Bosch is in talks with CVC Capital Partners to sell its packaging machinery business for €850 million, Reuters reported.
The process for the sale was started a year ago. CVC Capital Partners had competition from Italian engineering group Coesia, German industrial holding Koerber as well as private equity firms KKR and Bain. All the companies placed their final bids by a mid-June, where CVC Capital Partners emerged as the winner.
Bosch’s decision to sell its packaging business is based on the company’s portfolio overhaul which will see it emphasise on electric and autonomous car technologies.
The automobile industry and its suppliers are under pressure to accelerate investment in electric and autonomous vehicles, following a crackdown on diesel.
The sale could also be influenced by Bosch’s automotive parts business currently being under investigation in the US in connection with providing components that Volkswagen used in its alleged emissions cheating.

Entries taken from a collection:
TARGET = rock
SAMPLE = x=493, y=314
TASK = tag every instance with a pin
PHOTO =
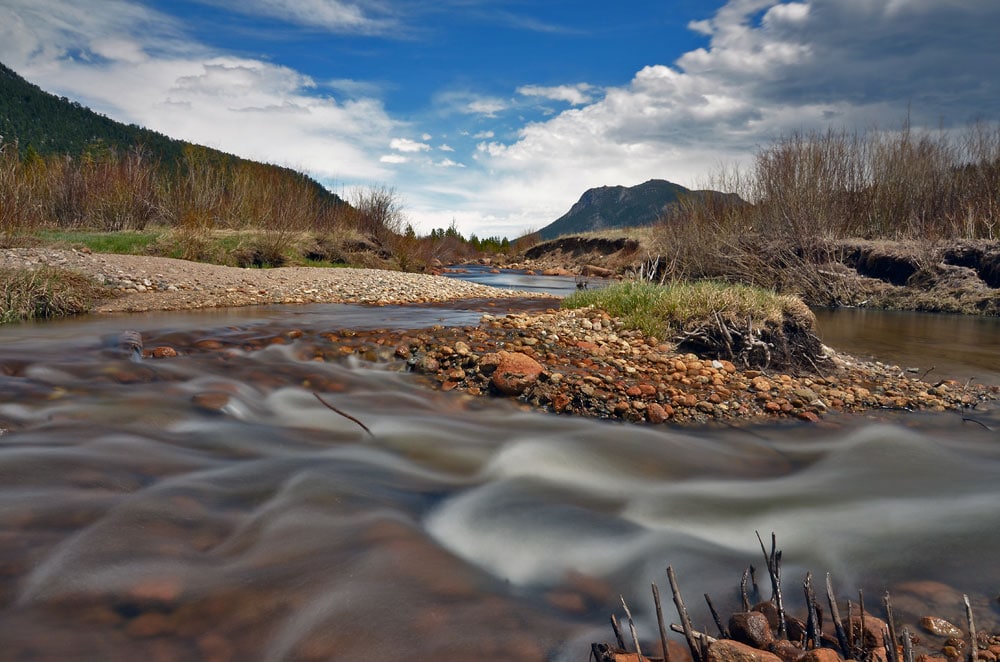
x=940, y=627
x=727, y=650
x=822, y=655
x=752, y=628
x=427, y=365
x=515, y=373
x=656, y=413
x=210, y=401
x=593, y=270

Required action 1: Please repeat word for word the part of the article on Bosch's packaging business sale that opens with the words containing "The process for" and closes with "autonomous car technologies.".
Required action 2: Write the next part of the article on Bosch's packaging business sale, picking up from where it stops.

Answer area 1:
The process for the sale was started a year ago. CVC Capital Partners had competition from Italian engineering group Coesia, German industrial holding Koerber as well as private equity firms KKR and Bain. All the companies placed their final bids by a mid-June, where CVC Capital Partners emerged as the winner.
Bosch’s decision to sell its packaging business is based on the company’s portfolio overhaul which will see it emphasise on electric and autonomous car technologies.

Answer area 2:
The business which makes machines for pharmaceuticals and food packaging has revenues of about €1.3 billion. It employs 6100 staffs in 15 countries, but is not part of the group’s core business.
Last week, US-based Centerbridge Partners acquired European packaging company Solidus Solutions for €330 million. Earlier in March, packaging manufacturer Berry Global Group acquired UK rival RPC Group.
Last year, Bosch acquired Detroit-based carpooling startup Splitting Fares as part of its expansion in electric and autonomous vehicles industry.CVC Capital Partners raised a €16 billion fund in 2017. Besides acquiring Bosch’s packaging business, the firm acquired stakes in advisory firm Teneo Holdings and Premiership Rugby.